_WHAT THIS TASK INVOLVES_: Can you copy the lines from the one that contains "Note: spot the ground" through the end of the material below, exactly and with nothing else?

_ _ _ _

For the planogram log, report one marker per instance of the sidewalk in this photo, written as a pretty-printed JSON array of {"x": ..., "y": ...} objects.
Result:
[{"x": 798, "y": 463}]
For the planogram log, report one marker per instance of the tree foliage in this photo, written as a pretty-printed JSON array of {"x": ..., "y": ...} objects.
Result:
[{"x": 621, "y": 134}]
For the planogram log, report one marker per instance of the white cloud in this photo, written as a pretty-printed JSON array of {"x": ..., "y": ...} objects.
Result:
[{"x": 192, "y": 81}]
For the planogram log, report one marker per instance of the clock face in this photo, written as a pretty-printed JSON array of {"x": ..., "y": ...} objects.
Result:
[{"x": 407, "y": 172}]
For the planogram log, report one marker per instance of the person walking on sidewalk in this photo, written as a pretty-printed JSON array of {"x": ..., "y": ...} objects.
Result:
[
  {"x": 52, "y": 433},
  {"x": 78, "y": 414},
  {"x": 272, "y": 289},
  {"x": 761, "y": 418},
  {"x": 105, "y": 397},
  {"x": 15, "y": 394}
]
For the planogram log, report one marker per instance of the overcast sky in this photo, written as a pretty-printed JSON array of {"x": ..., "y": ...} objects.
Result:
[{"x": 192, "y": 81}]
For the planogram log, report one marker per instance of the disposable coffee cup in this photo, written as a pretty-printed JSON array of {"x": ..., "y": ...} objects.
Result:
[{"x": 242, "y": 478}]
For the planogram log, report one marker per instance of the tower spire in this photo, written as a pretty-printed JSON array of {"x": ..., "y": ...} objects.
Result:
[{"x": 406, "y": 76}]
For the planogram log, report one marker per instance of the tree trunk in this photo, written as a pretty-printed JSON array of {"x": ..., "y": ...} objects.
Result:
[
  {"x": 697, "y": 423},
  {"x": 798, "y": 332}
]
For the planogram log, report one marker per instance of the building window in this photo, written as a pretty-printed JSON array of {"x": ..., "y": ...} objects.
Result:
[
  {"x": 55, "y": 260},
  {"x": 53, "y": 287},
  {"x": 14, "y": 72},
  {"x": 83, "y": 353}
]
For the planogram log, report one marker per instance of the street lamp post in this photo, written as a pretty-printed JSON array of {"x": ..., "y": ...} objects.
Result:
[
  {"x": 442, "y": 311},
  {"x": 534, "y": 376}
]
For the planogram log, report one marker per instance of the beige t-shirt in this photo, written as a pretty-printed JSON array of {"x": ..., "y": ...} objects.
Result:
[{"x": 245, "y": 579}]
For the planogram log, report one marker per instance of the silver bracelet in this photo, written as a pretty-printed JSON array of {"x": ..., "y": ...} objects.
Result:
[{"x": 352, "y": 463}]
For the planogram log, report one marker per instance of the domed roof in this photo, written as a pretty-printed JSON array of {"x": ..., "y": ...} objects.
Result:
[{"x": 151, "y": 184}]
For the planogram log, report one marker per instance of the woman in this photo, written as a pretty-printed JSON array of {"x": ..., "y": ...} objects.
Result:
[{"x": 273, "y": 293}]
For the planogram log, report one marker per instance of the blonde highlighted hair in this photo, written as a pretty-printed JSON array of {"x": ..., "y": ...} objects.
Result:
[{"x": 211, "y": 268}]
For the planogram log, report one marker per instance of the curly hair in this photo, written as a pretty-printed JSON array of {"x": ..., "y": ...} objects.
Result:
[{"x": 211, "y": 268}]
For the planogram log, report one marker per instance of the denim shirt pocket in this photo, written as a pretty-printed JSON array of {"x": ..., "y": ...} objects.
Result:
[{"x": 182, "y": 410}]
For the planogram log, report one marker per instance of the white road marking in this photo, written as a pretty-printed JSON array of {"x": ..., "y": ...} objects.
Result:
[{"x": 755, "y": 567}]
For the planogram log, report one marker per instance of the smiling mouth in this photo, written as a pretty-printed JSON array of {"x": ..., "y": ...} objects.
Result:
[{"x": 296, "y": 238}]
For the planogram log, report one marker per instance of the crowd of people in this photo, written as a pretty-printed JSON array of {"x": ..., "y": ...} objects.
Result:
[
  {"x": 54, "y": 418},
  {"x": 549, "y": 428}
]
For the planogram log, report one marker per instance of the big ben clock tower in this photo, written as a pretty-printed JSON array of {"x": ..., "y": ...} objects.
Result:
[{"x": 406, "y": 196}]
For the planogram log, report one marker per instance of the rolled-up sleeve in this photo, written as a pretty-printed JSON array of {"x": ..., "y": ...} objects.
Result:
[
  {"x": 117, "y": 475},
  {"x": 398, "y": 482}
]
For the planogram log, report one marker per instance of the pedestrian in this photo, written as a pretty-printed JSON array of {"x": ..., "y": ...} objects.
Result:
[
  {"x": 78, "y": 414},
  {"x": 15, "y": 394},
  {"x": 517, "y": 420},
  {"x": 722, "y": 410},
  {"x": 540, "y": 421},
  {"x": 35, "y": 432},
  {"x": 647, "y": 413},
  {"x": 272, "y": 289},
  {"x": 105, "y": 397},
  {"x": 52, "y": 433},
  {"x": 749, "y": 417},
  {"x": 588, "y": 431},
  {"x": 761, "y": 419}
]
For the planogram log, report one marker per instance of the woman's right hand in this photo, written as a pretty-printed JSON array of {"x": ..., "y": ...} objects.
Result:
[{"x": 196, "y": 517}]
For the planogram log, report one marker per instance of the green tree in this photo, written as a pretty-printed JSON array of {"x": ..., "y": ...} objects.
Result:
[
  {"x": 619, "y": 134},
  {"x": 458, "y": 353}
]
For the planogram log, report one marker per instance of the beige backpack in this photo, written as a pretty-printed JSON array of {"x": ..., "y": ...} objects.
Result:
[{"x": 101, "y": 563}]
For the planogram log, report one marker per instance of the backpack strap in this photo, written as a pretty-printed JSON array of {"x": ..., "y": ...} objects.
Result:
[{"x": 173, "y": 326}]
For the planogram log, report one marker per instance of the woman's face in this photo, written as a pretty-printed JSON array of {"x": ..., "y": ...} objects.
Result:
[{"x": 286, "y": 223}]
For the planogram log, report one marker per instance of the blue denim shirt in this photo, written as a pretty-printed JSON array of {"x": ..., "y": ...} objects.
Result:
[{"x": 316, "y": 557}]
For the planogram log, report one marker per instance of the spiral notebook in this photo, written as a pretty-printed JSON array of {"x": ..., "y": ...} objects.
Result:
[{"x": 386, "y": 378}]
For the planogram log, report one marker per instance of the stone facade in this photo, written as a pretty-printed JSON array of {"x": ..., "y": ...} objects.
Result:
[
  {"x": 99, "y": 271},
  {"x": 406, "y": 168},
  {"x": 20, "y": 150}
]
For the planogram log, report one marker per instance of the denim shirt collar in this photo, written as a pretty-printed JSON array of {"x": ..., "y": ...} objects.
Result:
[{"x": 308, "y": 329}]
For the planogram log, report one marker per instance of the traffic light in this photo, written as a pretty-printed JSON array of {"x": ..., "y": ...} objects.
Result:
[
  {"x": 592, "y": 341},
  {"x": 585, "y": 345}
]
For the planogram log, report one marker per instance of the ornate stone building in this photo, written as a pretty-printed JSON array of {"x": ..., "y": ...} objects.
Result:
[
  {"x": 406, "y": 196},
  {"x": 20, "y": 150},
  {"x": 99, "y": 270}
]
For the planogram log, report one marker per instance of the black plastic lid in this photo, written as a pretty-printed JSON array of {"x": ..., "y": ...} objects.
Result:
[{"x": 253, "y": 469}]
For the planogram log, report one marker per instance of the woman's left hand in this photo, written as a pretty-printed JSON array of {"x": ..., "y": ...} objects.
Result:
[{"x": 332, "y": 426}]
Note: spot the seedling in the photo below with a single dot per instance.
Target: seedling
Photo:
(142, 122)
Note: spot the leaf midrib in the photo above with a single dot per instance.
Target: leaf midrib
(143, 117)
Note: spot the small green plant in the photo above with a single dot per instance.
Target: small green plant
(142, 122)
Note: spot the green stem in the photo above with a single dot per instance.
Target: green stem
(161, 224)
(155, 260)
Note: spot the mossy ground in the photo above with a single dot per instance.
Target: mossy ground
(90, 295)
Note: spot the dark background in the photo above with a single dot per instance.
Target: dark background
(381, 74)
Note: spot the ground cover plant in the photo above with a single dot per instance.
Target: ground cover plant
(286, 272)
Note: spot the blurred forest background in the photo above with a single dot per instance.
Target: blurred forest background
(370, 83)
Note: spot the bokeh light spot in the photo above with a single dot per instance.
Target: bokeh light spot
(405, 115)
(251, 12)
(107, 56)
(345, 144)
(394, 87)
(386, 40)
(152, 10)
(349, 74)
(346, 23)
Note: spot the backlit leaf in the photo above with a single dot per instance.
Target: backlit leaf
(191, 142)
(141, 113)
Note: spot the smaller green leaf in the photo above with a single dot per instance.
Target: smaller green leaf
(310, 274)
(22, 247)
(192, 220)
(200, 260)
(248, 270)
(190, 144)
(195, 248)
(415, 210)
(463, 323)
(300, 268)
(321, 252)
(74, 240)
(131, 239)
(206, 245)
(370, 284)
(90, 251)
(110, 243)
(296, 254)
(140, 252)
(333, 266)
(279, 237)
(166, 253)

_ _ _ _

_SOLUTION TO THIS EXERCISE_:
Note: spot the ground cover plant in the photo above with a single dot per instance.
Target: ground cover plant
(286, 272)
Note: spot the blurred forest background in the photo above with a single dot per instance.
Target: blurred forest background
(370, 83)
Note: spot the bokeh light spot in the photo above with a single dot per instance.
Target: bokeh light spot
(405, 115)
(251, 12)
(107, 56)
(345, 144)
(394, 87)
(386, 40)
(152, 10)
(349, 74)
(346, 23)
Note: spot the backlit leaf in the photo above with a single dot per instance.
Target: backlit leaf
(191, 142)
(141, 113)
Note: spot the smaller green leaf in the photo above with a single dot per instance.
Target: smaller green leaf
(310, 274)
(22, 247)
(192, 220)
(200, 260)
(248, 270)
(190, 144)
(195, 248)
(415, 210)
(463, 323)
(300, 268)
(321, 252)
(74, 240)
(131, 239)
(206, 245)
(370, 284)
(90, 251)
(110, 243)
(296, 254)
(140, 252)
(333, 266)
(279, 237)
(166, 253)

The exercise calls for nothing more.